EXCERPTED TEXT:
Our findings are worth discussing in the framework of the asymmetric explosion modeled by Maeda et al. (2006). It explains for SN 1998bw that the steep rise of its luminosity was due to asymmetric explosion, hence to the highly asymmetric outer layers. They became more spherical only after the time of the peak magnitude. This asymmetric explosion is also advocated by Maeda et al. (2007) for SN 2006aj. They argue that the asymmetry might be produced by a jetlike explosion with the jet wider than in SN 1998bw. Gorosabel et al. (2006) explain the reported polarization measurements by the evolution of an asymmetric SN expansion. According to the observations of Maund et al. (2007), the polarization associated with spectral lines implies significant asymmetries of O I 7774 Å and Fe II with respect to each other and to the line of sight.

The large and gradual reddening of the color indices of SN 2006aj between B and I with time can be for several reasons that can even act simultaneously. As noted by Maeda et al. (2006), a less massive progenitor possesses more extended outer layers. According to the model of Arnett (1982), the more massive the ejecta of type I SNe and the less their kinetic energy, the more difficult it is for photons to escape. In this scenario, the photons rapidly escape from the ejecta of the low-mass SN 2006aj. The effective temperature of the observed part of the outer layers thus decreases rapidly. This leads to the rapid and strong reddening of the color indices of SN 2006aj between the B and I bands in Fig. 4. This represents the opposite extreme to the massive SN 1998bw with its small shifts in the color–color diagrams. Also an additional process can play a role in SN 2006aj. A reduction of radioactive heating leads to a redder color, as modeled by Iwamoto et al. (1994). Non-uniform, stratified distribution of 56Ni can account for early termination of the heating of some parts of the ejecta. This can contribute to the evolution to the red colors within less than 30 days after T0.

EXCERPTED DATA:
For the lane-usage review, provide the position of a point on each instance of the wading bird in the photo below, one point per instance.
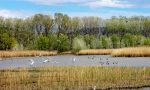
(31, 61)
(73, 60)
(45, 61)
(94, 87)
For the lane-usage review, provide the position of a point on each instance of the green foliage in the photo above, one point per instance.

REQUIRED TASK: Please copy out the supernova text word for word, from "Our findings are" up to and including "line of sight.". The material above has no part in this.

TASK RESPONSE:
Our findings are worth discussing in the framework of the asymmetric explosion modeled by Maeda et al. (2006). It explains for SN 1998bw that the steep rise of its luminosity was due to asymmetric explosion, hence to the highly asymmetric outer layers. They became more spherical only after the time of the peak magnitude. This asymmetric explosion is also advocated by Maeda et al. (2007) for SN 2006aj. They argue that the asymmetry might be produced by a jetlike explosion with the jet wider than in SN 1998bw. Gorosabel et al. (2006) explain the reported polarization measurements by the evolution of an asymmetric SN expansion. According to the observations of Maund et al. (2007), the polarization associated with spectral lines implies significant asymmetries of O I 7774 Å and Fe II with respect to each other and to the line of sight.